CHALLENGE.
Beginning with the line where "the dark tinted" appears, retype every remaining line of the data below, both the first and last included.

+++ DATA FOR THIS EXERCISE

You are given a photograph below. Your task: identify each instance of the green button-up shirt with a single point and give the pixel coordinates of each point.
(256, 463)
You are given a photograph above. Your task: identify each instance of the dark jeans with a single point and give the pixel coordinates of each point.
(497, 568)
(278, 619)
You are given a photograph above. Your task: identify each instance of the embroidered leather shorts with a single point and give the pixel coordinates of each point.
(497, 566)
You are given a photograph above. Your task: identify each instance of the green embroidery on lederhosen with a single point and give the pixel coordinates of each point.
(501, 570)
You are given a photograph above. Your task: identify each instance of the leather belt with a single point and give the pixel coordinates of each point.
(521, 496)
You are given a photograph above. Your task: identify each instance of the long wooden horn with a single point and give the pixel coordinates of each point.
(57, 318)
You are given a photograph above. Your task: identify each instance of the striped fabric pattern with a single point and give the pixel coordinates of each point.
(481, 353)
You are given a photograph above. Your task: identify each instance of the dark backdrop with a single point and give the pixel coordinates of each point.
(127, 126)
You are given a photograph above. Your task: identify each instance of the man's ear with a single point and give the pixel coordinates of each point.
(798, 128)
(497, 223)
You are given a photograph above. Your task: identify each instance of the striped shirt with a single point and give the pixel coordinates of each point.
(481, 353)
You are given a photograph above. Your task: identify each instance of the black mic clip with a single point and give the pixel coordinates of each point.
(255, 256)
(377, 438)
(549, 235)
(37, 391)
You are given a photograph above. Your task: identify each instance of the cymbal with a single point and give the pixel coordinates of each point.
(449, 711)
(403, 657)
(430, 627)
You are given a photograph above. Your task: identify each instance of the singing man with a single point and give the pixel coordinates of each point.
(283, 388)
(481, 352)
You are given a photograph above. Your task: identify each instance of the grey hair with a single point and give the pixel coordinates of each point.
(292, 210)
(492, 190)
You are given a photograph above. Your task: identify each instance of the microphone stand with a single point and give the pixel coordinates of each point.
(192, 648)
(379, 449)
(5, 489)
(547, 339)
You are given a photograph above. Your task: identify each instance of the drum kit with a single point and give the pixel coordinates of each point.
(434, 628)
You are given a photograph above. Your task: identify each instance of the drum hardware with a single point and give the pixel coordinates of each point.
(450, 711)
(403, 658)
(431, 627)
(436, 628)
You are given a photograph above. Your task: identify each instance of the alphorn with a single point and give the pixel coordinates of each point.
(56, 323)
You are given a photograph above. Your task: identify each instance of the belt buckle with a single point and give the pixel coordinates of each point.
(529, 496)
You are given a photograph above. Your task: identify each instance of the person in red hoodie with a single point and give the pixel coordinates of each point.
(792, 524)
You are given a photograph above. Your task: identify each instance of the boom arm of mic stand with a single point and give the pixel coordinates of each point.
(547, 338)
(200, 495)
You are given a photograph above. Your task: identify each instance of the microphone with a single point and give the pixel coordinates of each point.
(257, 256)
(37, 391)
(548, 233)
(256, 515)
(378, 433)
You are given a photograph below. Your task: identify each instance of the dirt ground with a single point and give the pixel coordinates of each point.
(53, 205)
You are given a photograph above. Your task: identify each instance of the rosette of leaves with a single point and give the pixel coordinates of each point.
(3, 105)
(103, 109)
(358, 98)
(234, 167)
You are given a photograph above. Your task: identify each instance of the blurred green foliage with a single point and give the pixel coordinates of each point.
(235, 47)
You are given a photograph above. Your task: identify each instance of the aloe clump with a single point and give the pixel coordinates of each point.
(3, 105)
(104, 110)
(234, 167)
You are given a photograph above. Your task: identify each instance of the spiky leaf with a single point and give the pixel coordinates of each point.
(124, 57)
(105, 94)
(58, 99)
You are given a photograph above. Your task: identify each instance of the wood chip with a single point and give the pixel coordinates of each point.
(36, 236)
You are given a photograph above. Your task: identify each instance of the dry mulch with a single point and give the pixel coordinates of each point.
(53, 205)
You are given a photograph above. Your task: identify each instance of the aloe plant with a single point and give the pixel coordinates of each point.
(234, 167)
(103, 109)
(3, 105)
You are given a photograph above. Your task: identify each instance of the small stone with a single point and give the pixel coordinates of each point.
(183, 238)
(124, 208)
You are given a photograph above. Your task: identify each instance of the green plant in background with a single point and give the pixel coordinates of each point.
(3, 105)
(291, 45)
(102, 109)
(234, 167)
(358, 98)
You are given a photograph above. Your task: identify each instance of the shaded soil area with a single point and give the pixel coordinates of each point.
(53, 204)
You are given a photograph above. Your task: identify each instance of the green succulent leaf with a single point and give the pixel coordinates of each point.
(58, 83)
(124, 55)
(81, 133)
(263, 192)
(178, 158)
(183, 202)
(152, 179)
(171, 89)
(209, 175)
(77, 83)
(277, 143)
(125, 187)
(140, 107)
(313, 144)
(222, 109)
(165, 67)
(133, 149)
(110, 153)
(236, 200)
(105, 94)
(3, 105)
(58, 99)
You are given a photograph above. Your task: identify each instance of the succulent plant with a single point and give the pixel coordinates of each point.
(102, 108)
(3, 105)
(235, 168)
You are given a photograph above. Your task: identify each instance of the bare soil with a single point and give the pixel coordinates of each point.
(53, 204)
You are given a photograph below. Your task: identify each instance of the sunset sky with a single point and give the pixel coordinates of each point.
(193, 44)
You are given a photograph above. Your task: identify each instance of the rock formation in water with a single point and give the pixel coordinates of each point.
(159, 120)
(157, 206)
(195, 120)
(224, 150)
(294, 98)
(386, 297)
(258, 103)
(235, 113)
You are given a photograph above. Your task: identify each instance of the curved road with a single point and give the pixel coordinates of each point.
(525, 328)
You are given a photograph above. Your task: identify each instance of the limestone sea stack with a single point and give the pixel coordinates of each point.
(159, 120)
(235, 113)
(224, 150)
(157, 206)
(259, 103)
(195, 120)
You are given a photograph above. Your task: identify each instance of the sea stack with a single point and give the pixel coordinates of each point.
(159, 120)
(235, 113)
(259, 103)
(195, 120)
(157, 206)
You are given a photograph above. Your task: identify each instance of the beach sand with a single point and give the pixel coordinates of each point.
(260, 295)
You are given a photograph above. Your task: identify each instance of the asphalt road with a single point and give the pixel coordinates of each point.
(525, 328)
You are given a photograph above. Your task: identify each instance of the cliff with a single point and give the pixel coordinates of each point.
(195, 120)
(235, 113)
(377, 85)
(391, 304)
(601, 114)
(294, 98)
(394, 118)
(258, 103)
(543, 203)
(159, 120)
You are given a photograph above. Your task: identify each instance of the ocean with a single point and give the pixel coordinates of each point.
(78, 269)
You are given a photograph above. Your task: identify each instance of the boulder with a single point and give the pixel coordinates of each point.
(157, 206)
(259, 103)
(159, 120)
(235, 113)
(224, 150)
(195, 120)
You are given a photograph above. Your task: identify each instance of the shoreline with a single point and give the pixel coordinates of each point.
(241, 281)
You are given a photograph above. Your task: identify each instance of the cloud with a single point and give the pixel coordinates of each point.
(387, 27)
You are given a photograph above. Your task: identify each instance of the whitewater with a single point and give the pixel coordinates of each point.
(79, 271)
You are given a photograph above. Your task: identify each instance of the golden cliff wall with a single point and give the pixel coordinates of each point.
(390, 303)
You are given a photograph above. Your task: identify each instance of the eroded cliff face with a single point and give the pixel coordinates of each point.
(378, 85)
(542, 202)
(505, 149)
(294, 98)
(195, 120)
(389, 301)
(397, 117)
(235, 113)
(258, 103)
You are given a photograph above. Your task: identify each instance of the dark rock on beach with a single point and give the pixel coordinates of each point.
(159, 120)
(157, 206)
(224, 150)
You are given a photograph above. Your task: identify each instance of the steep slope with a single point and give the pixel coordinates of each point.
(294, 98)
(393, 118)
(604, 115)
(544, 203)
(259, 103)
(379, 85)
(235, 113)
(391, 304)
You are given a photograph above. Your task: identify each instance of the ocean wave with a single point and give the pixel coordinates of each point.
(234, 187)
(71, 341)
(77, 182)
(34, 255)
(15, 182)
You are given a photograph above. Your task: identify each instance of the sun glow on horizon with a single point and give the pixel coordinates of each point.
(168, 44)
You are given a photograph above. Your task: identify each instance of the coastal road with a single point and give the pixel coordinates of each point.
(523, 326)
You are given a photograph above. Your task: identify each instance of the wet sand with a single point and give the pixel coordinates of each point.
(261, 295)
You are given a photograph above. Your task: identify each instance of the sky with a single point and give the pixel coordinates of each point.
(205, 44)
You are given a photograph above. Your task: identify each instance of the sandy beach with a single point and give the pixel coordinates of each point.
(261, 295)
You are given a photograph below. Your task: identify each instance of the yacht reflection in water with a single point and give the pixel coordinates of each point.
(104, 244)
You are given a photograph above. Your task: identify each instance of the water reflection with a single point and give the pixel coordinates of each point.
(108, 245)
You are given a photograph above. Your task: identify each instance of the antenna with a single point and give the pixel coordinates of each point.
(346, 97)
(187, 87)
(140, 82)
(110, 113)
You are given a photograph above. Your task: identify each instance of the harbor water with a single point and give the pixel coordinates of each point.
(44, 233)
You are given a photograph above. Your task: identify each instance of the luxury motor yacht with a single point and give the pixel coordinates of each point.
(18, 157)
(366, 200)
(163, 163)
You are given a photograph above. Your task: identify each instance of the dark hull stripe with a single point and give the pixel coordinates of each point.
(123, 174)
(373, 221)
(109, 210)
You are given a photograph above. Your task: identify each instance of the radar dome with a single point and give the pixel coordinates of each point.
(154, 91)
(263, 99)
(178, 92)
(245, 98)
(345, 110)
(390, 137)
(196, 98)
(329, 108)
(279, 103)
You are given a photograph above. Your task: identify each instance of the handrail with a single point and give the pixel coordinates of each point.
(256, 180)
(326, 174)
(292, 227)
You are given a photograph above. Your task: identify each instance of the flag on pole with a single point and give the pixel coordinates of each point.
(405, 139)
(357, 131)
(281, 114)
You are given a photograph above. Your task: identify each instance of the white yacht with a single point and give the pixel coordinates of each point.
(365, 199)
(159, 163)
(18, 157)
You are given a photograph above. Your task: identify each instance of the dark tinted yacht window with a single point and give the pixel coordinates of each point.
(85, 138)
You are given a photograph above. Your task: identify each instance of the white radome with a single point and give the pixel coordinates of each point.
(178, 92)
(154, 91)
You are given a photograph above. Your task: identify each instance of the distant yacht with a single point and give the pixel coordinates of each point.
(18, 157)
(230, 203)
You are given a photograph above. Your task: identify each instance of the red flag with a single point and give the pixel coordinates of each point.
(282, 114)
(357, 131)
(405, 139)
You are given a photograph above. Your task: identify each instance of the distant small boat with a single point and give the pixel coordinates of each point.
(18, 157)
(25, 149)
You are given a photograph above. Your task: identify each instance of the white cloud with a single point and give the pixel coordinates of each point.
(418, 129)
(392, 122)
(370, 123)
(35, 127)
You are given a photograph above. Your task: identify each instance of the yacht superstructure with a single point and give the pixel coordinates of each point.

++++++

REPLY.
You are given a photograph above. Your task: identify each instance of the dark tinted yacht window with a single point and give the pixel coordinates of each point.
(85, 138)
You are given a photograph above. Your task: identify each instance of the white radome with a single point and give the pixel coordinates of each point.
(178, 92)
(154, 91)
You are given a photograph above. Your task: identify each instance of the distant yacht with a single point and give the pixel coordinates of each point.
(18, 157)
(230, 203)
You are given a photograph above. Your task: identify each instance of the red flag with a single point and give the pixel coordinates of each point.
(282, 114)
(357, 131)
(405, 139)
You are given a photograph above. Your task: identify each instance of the distant small boat with a single point and give the pixel coordinates of each point.
(18, 157)
(25, 149)
You are given a photograph above. Your task: identify each instance of the white cloud with a single point and give the pixel coordinates of each point.
(418, 129)
(392, 122)
(370, 123)
(35, 127)
You are given a photograph above. Your task: identify each instance of the yacht superstructure with a single point and give the pixel coordinates of each point.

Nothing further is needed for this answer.